* SOURCE TEXT *
'''

Ecoregion in the Tian Shan Mountains

The Tian Shan montane conifer forests ecoregion (WWF ID: PA0521) covers the "forest belt" of the Tian Shan mountains - generally the north-facing slopes that get enough moisture, and are warm enough, for trees to grow. This conifer belt is found mostly between 1,500 and 2,700 meters.

== Location and description ==

The ecoregion stretches in patches on the main Tian Shan mountain ridge, across approximately 2,000 km from western Kyrgyzstan to eastern Xinjiang Province in China. The conifer forest belt is found on north-facing slopes, at altitudes from a minimum of 1,500 meters (below which it is too dry to support conifers) to a maximum of 2,700-3,200 meters (above which it is too cold). The disconnected components of the ecoregion tend to be elongated along ridges that average 4,000 meters in height, with one of the larger sections wrapping around Lake Issyk-Kul. In general, the landscape below the forest belt is steppe, and above is alpine meadow with occasional dwarf junipers.

== Climate ==
The climate of the ecoregion is cold semi-arid (Köppen climate classification (BSk)). This climate is generally characterized as having precipitation greater than a true desert, and also a colder temperature.

'''

(Data records)
'''

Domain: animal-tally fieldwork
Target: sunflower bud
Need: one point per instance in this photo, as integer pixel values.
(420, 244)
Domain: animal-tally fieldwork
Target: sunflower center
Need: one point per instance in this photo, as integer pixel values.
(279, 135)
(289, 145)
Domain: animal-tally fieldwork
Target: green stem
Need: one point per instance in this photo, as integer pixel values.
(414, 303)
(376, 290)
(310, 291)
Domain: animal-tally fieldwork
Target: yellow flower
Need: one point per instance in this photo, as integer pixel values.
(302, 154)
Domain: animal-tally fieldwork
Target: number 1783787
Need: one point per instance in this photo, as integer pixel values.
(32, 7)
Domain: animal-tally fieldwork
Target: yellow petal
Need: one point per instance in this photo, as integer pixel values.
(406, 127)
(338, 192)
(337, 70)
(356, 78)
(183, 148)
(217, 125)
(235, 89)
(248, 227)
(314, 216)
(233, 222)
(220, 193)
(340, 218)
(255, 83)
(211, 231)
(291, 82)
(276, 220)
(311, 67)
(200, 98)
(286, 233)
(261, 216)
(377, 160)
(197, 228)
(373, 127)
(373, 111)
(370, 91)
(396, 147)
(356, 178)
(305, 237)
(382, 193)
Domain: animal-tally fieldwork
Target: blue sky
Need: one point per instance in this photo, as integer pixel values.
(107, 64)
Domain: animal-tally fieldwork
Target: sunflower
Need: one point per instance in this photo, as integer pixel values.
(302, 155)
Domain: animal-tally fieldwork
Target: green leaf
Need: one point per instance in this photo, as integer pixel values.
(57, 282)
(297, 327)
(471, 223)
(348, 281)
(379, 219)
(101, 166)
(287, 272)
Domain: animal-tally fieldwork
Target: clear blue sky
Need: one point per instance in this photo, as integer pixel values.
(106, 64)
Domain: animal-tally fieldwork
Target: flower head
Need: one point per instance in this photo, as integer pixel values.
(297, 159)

'''

* TASK STATEMENT *
Make a list of every named mountain range, country, province and lake in the text on the Tian Shan forests.

* RESULT BELOW *
Tian Shan mountains
Kyrgyzstan
Xinjiang Province
China
Lake Issyk-Kul